> [WHAT THE TASK REQUIRES]:
Which lines run from the one containing "[spot] the joshua tree, one" to the last line of the entries? Return them exactly, with nothing more.

> [EXERCISE DATA]:
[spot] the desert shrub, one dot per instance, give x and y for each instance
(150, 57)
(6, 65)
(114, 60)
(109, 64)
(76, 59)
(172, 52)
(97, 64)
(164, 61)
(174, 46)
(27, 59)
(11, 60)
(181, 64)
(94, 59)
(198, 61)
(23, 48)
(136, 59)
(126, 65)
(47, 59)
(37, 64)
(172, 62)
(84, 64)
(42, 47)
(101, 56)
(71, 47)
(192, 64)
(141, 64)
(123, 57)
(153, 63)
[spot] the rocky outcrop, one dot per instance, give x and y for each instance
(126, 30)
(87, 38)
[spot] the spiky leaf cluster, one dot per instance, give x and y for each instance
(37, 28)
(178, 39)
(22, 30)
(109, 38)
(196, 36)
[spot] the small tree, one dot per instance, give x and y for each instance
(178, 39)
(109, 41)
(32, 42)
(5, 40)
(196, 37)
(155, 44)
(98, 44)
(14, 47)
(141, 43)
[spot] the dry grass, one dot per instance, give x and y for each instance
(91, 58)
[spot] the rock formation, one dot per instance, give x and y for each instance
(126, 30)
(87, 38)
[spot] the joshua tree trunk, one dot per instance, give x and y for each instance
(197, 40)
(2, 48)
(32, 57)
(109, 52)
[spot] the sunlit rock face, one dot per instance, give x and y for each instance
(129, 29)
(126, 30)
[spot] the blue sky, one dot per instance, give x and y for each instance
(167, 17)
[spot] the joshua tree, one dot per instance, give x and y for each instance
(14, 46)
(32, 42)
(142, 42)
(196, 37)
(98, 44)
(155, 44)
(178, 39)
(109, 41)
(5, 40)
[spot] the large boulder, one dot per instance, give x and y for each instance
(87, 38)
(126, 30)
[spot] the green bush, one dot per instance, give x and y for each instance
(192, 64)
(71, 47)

> [SOLVED EXERCISE]:
[spot] the joshua tree, one dot per instance, give x and y for each instance
(14, 46)
(32, 42)
(142, 42)
(196, 37)
(98, 44)
(155, 44)
(178, 39)
(109, 41)
(5, 40)
[spot] the large boulder, one dot per instance, give x and y for each instance
(87, 38)
(126, 30)
[spot] the green bush, one dot per instance, give x and y for each instance
(192, 64)
(71, 47)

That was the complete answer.